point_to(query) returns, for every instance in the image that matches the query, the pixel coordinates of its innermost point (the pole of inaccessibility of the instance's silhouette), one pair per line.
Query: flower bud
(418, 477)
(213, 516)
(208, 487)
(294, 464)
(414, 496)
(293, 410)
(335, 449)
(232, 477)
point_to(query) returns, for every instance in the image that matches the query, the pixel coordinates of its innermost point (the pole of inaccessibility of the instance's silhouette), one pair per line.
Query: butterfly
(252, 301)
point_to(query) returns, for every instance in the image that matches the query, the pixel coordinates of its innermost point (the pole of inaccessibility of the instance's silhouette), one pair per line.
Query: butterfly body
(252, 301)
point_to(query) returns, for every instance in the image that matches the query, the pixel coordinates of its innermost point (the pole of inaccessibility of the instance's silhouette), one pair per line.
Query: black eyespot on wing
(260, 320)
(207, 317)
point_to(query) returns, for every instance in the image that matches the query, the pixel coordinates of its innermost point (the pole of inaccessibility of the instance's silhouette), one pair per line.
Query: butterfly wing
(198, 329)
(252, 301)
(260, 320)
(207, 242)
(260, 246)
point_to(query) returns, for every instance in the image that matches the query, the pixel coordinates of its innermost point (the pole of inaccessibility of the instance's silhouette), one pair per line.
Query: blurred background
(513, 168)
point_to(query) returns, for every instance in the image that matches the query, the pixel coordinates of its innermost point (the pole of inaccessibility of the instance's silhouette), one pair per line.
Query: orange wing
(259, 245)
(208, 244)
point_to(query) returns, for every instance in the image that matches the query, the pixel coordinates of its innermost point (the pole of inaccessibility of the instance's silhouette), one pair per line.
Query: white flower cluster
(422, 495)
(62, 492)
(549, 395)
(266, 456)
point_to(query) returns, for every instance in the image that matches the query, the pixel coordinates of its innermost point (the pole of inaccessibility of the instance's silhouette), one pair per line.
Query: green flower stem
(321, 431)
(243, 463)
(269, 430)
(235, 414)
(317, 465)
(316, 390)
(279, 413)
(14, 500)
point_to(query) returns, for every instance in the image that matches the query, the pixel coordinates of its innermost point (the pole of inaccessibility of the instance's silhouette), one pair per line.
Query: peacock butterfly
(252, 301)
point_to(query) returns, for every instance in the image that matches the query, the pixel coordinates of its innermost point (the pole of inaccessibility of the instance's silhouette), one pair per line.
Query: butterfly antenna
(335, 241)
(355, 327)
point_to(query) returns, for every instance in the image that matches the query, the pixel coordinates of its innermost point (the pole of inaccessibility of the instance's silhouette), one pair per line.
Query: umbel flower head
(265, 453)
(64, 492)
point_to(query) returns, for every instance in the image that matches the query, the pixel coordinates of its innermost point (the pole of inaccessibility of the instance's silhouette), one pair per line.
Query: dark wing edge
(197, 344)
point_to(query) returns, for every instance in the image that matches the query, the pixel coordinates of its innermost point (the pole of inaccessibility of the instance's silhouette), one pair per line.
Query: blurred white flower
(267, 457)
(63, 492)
====
Written task – Please pull out every line of the material above that contains the string "flower". Letter case counts.

Response below –
Query: flower bud
Query: white flower cluster
Query: green flower stem
Query: umbel flower head
Query: blurred white flower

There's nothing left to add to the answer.